» **Do this**: From the line with "# point at: wedding" to the final line of the records, reproduce every line exactly and only those lines.

» **Record excerpts**:
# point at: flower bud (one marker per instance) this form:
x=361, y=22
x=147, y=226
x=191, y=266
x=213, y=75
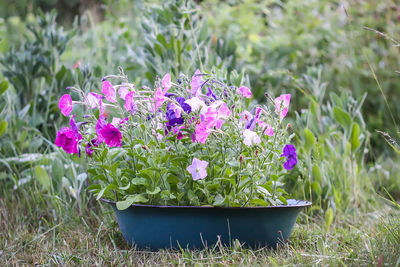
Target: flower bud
x=241, y=159
x=289, y=128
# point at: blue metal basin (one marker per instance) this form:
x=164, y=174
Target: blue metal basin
x=157, y=227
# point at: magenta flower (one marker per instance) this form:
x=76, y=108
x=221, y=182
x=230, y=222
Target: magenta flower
x=202, y=132
x=65, y=104
x=195, y=103
x=282, y=105
x=289, y=151
x=111, y=134
x=109, y=91
x=89, y=147
x=198, y=169
x=123, y=91
x=223, y=111
x=93, y=100
x=129, y=103
x=166, y=82
x=159, y=98
x=246, y=117
x=196, y=83
x=100, y=125
x=67, y=140
x=251, y=138
x=268, y=130
x=244, y=91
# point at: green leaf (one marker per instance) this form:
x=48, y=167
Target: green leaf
x=354, y=138
x=328, y=218
x=317, y=173
x=43, y=178
x=3, y=87
x=342, y=117
x=4, y=46
x=60, y=74
x=57, y=169
x=310, y=140
x=105, y=190
x=219, y=200
x=154, y=192
x=3, y=127
x=258, y=202
x=139, y=181
x=122, y=205
x=283, y=200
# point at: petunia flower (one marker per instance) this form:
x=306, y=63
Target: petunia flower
x=195, y=103
x=251, y=138
x=93, y=100
x=111, y=134
x=268, y=128
x=211, y=94
x=166, y=82
x=67, y=140
x=246, y=117
x=198, y=169
x=65, y=104
x=196, y=83
x=90, y=145
x=289, y=151
x=244, y=91
x=202, y=132
x=282, y=105
x=158, y=99
x=186, y=107
x=130, y=105
x=109, y=91
x=123, y=91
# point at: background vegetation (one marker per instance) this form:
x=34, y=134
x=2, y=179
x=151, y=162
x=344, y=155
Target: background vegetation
x=340, y=60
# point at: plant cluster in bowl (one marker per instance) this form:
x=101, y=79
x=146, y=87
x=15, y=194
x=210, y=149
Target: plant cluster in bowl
x=191, y=142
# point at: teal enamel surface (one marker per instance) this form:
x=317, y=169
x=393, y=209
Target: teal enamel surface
x=153, y=227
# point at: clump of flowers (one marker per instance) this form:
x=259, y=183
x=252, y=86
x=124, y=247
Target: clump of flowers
x=193, y=141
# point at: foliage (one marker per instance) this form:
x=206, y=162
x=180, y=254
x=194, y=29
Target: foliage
x=333, y=142
x=146, y=157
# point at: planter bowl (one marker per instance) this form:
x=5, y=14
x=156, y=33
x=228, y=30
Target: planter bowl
x=158, y=227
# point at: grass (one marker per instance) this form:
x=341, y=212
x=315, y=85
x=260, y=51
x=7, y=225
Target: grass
x=44, y=234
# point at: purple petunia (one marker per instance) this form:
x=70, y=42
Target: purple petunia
x=289, y=151
x=186, y=107
x=173, y=120
x=111, y=134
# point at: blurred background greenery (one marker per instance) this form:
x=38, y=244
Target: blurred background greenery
x=324, y=53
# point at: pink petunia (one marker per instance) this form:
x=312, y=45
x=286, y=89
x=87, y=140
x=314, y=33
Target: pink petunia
x=223, y=111
x=195, y=103
x=129, y=102
x=93, y=100
x=244, y=91
x=198, y=169
x=251, y=138
x=196, y=83
x=166, y=82
x=65, y=104
x=123, y=91
x=111, y=134
x=109, y=91
x=202, y=132
x=246, y=117
x=281, y=105
x=268, y=128
x=159, y=98
x=67, y=140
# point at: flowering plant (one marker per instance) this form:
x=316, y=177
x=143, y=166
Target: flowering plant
x=196, y=141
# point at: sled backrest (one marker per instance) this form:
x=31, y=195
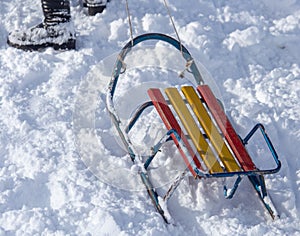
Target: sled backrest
x=206, y=124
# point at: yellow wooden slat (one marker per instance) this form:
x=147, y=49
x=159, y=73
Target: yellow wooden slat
x=210, y=129
x=192, y=129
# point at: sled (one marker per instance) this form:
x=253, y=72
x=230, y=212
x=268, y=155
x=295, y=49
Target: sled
x=195, y=121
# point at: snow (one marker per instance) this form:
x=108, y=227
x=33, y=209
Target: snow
x=62, y=168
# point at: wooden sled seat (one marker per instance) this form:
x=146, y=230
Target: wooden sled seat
x=217, y=143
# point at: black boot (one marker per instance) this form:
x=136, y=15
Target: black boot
x=95, y=6
x=56, y=31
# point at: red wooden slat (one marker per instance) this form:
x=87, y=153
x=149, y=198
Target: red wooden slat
x=225, y=126
x=171, y=123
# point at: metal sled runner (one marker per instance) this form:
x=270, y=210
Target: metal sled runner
x=198, y=126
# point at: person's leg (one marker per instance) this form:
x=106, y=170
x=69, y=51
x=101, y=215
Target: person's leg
x=56, y=30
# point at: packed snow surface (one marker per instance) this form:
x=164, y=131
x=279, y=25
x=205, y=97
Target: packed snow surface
x=63, y=170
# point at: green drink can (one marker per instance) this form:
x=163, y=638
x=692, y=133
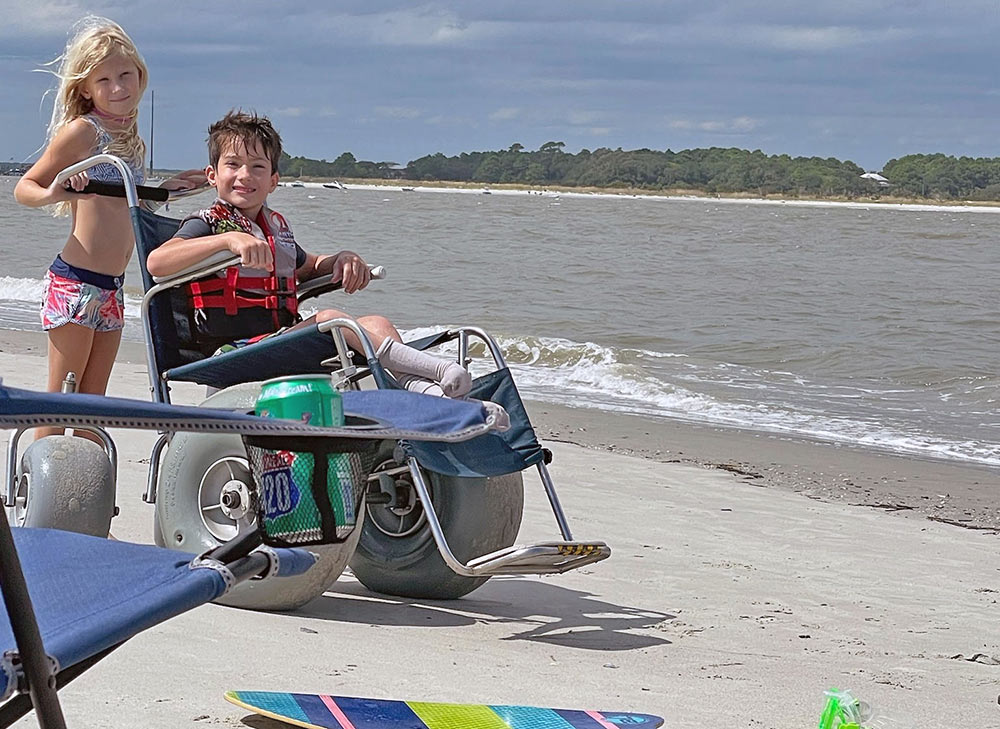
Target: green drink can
x=288, y=493
x=310, y=398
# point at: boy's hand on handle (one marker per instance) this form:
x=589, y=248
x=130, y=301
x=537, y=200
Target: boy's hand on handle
x=253, y=252
x=351, y=270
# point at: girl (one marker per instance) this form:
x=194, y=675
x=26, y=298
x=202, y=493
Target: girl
x=101, y=80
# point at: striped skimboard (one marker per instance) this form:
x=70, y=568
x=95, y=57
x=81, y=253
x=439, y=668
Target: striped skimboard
x=319, y=711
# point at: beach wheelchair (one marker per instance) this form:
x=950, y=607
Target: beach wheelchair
x=71, y=599
x=439, y=521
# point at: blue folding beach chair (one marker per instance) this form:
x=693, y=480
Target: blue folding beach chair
x=72, y=599
x=439, y=520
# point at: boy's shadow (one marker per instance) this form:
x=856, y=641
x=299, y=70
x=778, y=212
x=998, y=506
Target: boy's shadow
x=534, y=609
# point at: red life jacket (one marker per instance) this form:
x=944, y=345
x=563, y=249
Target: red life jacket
x=241, y=288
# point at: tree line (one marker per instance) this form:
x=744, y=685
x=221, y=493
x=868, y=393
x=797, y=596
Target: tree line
x=711, y=171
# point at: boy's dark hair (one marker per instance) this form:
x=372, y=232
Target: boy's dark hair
x=243, y=128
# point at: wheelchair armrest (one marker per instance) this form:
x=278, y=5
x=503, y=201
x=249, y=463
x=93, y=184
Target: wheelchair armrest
x=216, y=262
x=325, y=284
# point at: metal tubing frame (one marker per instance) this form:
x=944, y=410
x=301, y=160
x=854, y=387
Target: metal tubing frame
x=38, y=668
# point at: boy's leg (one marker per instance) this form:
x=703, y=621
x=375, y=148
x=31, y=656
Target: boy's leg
x=455, y=380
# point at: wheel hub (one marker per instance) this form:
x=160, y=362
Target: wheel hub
x=224, y=496
x=400, y=513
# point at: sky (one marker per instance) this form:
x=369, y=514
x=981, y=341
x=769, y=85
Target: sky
x=393, y=81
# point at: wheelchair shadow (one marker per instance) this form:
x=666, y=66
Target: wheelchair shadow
x=534, y=610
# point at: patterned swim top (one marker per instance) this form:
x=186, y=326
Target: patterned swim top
x=107, y=172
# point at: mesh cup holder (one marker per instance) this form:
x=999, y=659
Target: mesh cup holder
x=308, y=490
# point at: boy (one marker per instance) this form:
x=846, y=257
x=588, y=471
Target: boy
x=257, y=298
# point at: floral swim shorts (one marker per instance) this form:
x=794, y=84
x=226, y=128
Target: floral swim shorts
x=68, y=299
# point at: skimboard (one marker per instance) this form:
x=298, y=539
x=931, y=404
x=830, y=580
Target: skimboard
x=319, y=711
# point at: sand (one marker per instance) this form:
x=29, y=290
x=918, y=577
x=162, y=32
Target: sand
x=745, y=580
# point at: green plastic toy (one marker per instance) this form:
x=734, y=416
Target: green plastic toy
x=842, y=711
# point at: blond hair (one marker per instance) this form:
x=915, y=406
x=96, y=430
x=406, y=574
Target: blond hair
x=92, y=41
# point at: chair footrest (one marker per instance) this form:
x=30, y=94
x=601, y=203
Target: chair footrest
x=540, y=559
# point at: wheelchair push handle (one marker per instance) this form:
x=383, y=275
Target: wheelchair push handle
x=138, y=192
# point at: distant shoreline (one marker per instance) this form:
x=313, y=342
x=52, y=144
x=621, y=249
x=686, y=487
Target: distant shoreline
x=636, y=194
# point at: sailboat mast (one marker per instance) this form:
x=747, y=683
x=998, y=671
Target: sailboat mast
x=152, y=107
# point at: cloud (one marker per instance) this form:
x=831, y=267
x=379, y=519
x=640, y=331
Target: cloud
x=737, y=125
x=40, y=19
x=507, y=113
x=292, y=111
x=397, y=112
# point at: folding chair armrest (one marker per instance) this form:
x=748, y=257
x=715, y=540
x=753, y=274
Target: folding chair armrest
x=325, y=284
x=218, y=261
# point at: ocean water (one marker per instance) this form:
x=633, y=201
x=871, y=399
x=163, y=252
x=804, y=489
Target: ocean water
x=874, y=326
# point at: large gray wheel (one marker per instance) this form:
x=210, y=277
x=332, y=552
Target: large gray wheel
x=197, y=469
x=397, y=554
x=65, y=482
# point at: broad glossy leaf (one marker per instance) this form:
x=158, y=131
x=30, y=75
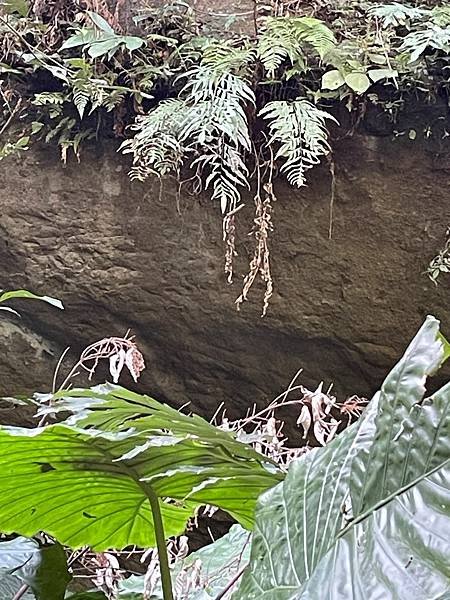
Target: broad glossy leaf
x=25, y=294
x=10, y=586
x=358, y=82
x=400, y=551
x=90, y=487
x=332, y=80
x=385, y=463
x=43, y=569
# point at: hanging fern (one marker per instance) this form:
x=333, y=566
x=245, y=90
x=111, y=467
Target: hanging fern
x=208, y=123
x=289, y=38
x=156, y=147
x=218, y=129
x=299, y=130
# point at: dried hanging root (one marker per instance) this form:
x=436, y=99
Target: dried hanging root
x=229, y=237
x=260, y=263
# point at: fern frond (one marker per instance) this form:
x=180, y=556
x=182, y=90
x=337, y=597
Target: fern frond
x=289, y=37
x=299, y=131
x=396, y=14
x=81, y=96
x=217, y=128
x=227, y=58
x=417, y=42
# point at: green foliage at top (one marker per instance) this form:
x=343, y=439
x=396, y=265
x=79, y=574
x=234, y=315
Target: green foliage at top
x=195, y=93
x=289, y=39
x=368, y=514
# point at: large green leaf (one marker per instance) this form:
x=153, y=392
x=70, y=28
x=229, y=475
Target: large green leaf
x=370, y=510
x=42, y=568
x=92, y=487
x=202, y=575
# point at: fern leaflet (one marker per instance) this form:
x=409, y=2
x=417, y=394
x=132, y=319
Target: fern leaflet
x=286, y=38
x=299, y=130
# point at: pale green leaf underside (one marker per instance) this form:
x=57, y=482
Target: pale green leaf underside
x=90, y=486
x=393, y=454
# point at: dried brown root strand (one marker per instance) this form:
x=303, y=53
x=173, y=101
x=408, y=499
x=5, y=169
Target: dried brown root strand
x=260, y=263
x=229, y=237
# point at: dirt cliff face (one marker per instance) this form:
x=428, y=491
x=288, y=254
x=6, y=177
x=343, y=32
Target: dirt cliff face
x=130, y=255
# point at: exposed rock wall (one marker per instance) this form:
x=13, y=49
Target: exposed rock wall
x=129, y=255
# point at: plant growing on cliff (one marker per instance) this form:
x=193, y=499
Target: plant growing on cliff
x=123, y=469
x=223, y=105
x=441, y=262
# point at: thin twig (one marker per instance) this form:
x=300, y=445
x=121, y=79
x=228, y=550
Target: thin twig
x=332, y=195
x=231, y=583
x=58, y=366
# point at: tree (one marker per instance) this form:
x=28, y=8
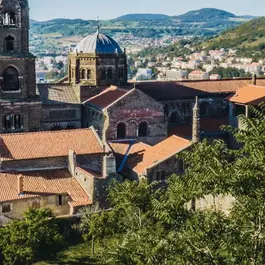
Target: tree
x=160, y=226
x=30, y=239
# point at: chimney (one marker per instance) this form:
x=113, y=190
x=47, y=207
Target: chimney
x=109, y=165
x=20, y=187
x=72, y=162
x=196, y=122
x=254, y=80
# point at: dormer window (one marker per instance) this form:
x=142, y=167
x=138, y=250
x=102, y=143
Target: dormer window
x=9, y=44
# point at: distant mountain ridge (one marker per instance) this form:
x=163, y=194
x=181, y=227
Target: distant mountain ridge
x=144, y=17
x=205, y=14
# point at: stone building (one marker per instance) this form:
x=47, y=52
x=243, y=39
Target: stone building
x=20, y=107
x=137, y=160
x=126, y=114
x=61, y=170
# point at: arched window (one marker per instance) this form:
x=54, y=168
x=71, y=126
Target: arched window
x=12, y=122
x=204, y=109
x=173, y=118
x=12, y=19
x=103, y=74
x=121, y=131
x=121, y=73
x=132, y=129
x=83, y=74
x=109, y=74
x=143, y=129
x=10, y=79
x=88, y=74
x=9, y=44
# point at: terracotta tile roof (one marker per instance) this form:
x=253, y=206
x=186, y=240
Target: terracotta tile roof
x=121, y=148
x=160, y=152
x=249, y=94
x=43, y=183
x=167, y=91
x=22, y=146
x=107, y=97
x=57, y=94
x=208, y=125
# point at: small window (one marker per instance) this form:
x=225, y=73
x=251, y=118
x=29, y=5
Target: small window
x=204, y=109
x=35, y=204
x=143, y=129
x=83, y=74
x=6, y=208
x=121, y=131
x=9, y=44
x=109, y=74
x=11, y=79
x=60, y=200
x=88, y=74
x=103, y=74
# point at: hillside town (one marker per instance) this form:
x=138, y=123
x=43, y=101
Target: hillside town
x=168, y=159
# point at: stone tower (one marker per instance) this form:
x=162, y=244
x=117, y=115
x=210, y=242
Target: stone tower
x=19, y=106
x=196, y=122
x=97, y=61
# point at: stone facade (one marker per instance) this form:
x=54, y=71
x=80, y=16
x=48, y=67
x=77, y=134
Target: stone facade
x=136, y=116
x=20, y=108
x=93, y=69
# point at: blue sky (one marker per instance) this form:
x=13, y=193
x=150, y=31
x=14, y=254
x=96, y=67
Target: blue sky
x=106, y=9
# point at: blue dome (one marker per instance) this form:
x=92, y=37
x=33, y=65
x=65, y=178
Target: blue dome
x=98, y=43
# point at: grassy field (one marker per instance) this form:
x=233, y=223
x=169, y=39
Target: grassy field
x=76, y=255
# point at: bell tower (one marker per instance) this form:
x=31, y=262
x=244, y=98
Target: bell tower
x=17, y=65
x=18, y=99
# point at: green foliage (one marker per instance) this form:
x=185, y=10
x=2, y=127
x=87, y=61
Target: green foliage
x=160, y=226
x=34, y=237
x=248, y=39
x=230, y=73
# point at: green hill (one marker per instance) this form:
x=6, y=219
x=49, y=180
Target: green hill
x=248, y=39
x=247, y=35
x=205, y=14
x=143, y=17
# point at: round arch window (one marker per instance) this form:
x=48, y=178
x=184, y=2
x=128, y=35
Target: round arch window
x=121, y=131
x=143, y=129
x=10, y=79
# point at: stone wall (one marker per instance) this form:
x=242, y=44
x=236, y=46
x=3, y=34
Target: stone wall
x=93, y=162
x=165, y=169
x=66, y=116
x=134, y=109
x=19, y=207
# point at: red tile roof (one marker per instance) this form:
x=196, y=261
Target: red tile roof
x=160, y=152
x=22, y=146
x=43, y=183
x=249, y=94
x=107, y=97
x=168, y=91
x=208, y=125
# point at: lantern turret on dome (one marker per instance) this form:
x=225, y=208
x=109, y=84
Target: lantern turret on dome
x=97, y=61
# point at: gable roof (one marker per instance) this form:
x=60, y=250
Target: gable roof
x=152, y=156
x=107, y=97
x=34, y=145
x=57, y=94
x=168, y=91
x=249, y=94
x=43, y=183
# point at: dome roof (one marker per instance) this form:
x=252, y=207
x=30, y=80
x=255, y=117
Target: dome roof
x=98, y=43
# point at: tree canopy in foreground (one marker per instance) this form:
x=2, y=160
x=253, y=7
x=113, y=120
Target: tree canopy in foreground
x=159, y=226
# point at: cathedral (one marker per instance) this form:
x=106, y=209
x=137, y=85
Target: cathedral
x=62, y=144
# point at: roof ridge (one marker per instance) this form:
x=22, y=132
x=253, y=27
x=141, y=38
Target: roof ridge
x=45, y=132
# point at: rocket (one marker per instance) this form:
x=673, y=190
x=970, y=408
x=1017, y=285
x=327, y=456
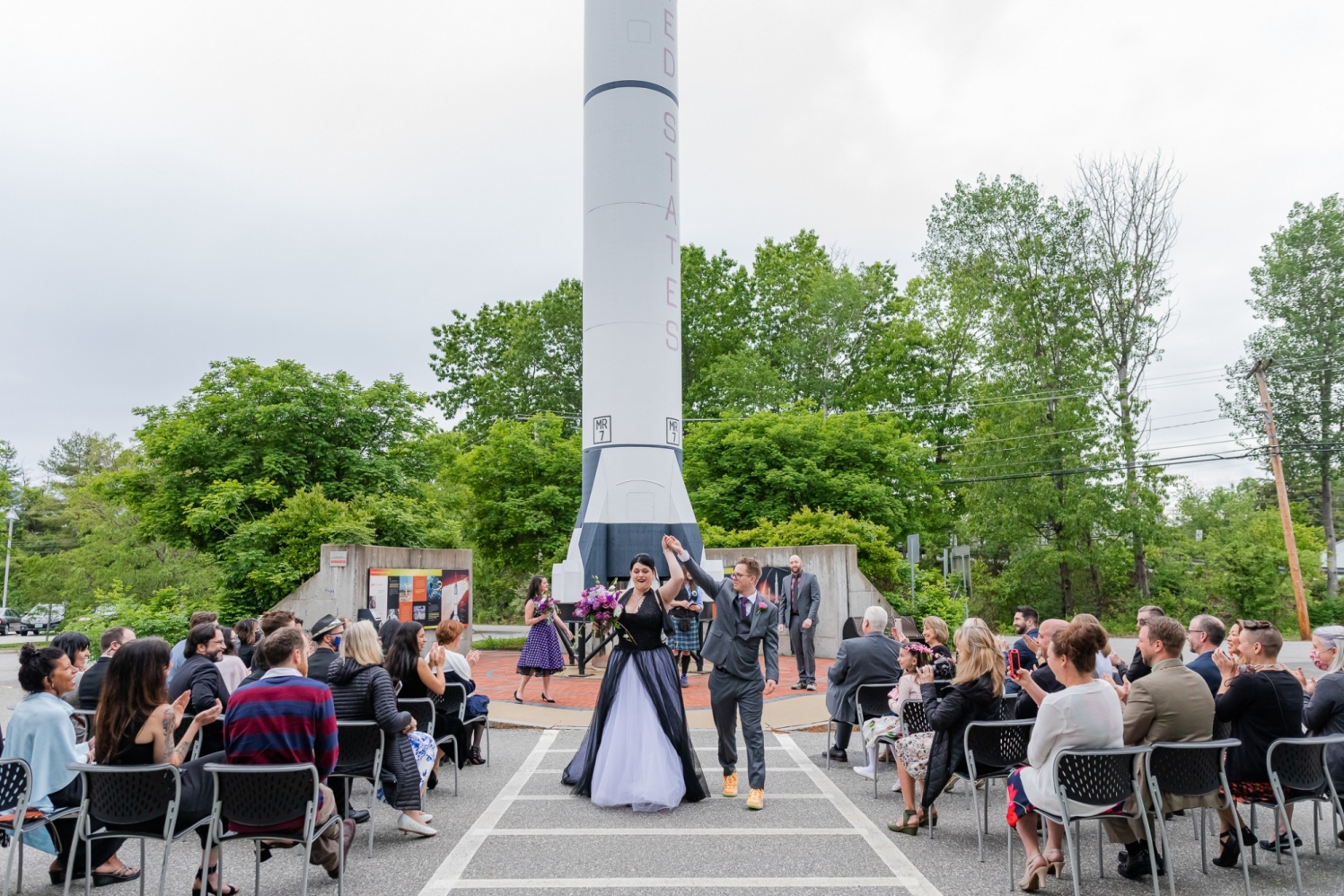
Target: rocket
x=633, y=492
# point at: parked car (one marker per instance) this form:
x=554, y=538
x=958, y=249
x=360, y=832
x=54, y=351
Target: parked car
x=45, y=617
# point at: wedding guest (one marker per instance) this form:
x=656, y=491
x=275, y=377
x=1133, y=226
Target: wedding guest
x=199, y=674
x=540, y=653
x=1085, y=715
x=975, y=695
x=42, y=735
x=1205, y=634
x=91, y=684
x=459, y=668
x=179, y=650
x=1324, y=709
x=75, y=645
x=913, y=658
x=363, y=690
x=136, y=727
x=1043, y=676
x=245, y=631
x=1263, y=701
x=871, y=658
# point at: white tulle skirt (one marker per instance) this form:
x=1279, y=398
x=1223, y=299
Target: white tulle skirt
x=636, y=763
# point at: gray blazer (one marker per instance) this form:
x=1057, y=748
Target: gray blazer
x=734, y=644
x=809, y=597
x=860, y=661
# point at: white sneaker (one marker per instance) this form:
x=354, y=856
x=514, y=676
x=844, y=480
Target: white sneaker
x=411, y=826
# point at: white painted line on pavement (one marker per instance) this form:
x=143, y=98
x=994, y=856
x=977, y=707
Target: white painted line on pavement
x=887, y=850
x=675, y=831
x=451, y=871
x=640, y=883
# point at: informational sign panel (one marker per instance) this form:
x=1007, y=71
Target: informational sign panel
x=419, y=595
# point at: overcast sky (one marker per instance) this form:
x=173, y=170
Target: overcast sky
x=324, y=181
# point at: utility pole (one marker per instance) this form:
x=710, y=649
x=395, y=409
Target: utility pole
x=1276, y=461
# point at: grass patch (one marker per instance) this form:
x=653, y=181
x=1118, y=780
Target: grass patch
x=497, y=644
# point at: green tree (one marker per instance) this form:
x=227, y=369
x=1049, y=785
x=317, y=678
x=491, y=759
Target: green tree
x=769, y=466
x=249, y=437
x=1298, y=290
x=513, y=359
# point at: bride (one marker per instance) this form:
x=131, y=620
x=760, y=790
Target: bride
x=637, y=751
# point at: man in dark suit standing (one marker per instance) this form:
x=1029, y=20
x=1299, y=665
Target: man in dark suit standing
x=92, y=682
x=800, y=601
x=860, y=661
x=743, y=628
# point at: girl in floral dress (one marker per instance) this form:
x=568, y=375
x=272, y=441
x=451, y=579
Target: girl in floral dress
x=542, y=649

» **The result**:
# point at: wedding guest (one marker per instance) this form:
x=656, y=491
x=275, y=377
x=1133, y=226
Target: wedding guest
x=199, y=674
x=540, y=653
x=1085, y=715
x=975, y=695
x=42, y=735
x=1205, y=634
x=91, y=684
x=459, y=668
x=179, y=650
x=1324, y=709
x=75, y=645
x=913, y=658
x=363, y=690
x=136, y=727
x=1043, y=676
x=245, y=631
x=1263, y=701
x=871, y=658
# point at: white tulle skirt (one marker per instance) this form:
x=1279, y=398
x=1223, y=299
Target: white tulle skirt
x=636, y=763
# point at: gray blazer (one marker per instance) this form:
x=1057, y=748
Target: gray blazer
x=734, y=644
x=809, y=597
x=860, y=661
# point at: white sneaker (one marker per instance) this form:
x=354, y=856
x=514, y=676
x=844, y=480
Target: white sneaker
x=411, y=826
# point at: white painted line on pavement (one marker per instance) this form:
x=143, y=98
x=994, y=856
x=977, y=707
Target: white painted line on pavement
x=887, y=850
x=675, y=831
x=451, y=871
x=640, y=883
# point at: informational sign panel (one marker per instance) this form:
x=1007, y=71
Target: informational sign panel
x=419, y=595
# point at: overcast sky (one marker per instance) this form:
x=173, y=170
Target: overcast sky
x=324, y=181
# point at: utility pole (one marker per instance) this form:
x=710, y=649
x=395, y=409
Target: utility pole
x=1276, y=461
# point at: grass patch (one marker per instance) this form:
x=653, y=181
x=1118, y=780
Target: grass patch
x=497, y=644
# point at: green tree (one marker per instance) this form:
x=227, y=369
x=1049, y=785
x=317, y=678
x=491, y=759
Target: green tree
x=769, y=466
x=249, y=437
x=1298, y=290
x=513, y=359
# point at: bride (one marker per instance) this form:
x=131, y=620
x=760, y=790
Target: bride
x=637, y=751
# point at: man in dark suit standing (one marker per instance) this form:
x=1029, y=20
x=1299, y=665
Target: man in dark suit standing
x=92, y=682
x=800, y=601
x=860, y=661
x=743, y=628
# point at: girl in floral dress (one marker per instance) this form:
x=568, y=375
x=272, y=441
x=451, y=579
Target: girl in floral dress
x=542, y=649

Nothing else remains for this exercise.